• _DIRECTION_
Show each line of the material below that contains the string "green", copying every such line without changes.

• _AVAILABLE RECORDS_
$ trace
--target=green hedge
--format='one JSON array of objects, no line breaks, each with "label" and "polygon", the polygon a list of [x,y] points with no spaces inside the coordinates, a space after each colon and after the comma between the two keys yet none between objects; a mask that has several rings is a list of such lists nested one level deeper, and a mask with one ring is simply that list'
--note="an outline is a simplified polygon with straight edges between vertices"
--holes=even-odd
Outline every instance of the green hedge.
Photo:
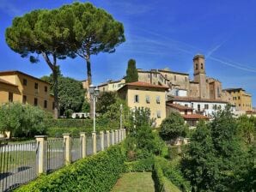
[{"label": "green hedge", "polygon": [[143,172],[152,171],[152,166],[154,164],[154,158],[148,158],[140,160],[125,162],[126,172]]},{"label": "green hedge", "polygon": [[80,159],[15,191],[110,191],[124,171],[125,153],[120,145]]}]

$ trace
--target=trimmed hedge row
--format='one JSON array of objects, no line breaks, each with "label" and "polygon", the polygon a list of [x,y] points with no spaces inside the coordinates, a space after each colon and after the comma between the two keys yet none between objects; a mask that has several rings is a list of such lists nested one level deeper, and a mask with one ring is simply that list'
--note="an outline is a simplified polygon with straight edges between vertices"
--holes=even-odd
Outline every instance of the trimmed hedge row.
[{"label": "trimmed hedge row", "polygon": [[122,147],[113,146],[50,175],[42,175],[15,191],[110,191],[124,172],[125,159]]},{"label": "trimmed hedge row", "polygon": [[152,171],[154,158],[143,159],[137,161],[125,162],[126,172]]}]

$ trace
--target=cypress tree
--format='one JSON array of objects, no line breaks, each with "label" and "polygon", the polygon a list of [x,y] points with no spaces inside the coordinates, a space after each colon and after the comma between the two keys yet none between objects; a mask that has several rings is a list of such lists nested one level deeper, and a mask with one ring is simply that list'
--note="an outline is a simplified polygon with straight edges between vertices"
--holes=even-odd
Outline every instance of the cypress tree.
[{"label": "cypress tree", "polygon": [[125,82],[135,82],[137,81],[137,71],[136,69],[136,61],[134,59],[130,59],[128,61],[128,67],[126,69]]}]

• _ANSWER IN FULL_
--target=green hedge
Outline every instance of the green hedge.
[{"label": "green hedge", "polygon": [[143,172],[152,171],[152,166],[154,164],[154,158],[148,158],[140,160],[125,162],[126,172]]},{"label": "green hedge", "polygon": [[80,159],[15,191],[110,191],[124,171],[125,153],[120,145]]}]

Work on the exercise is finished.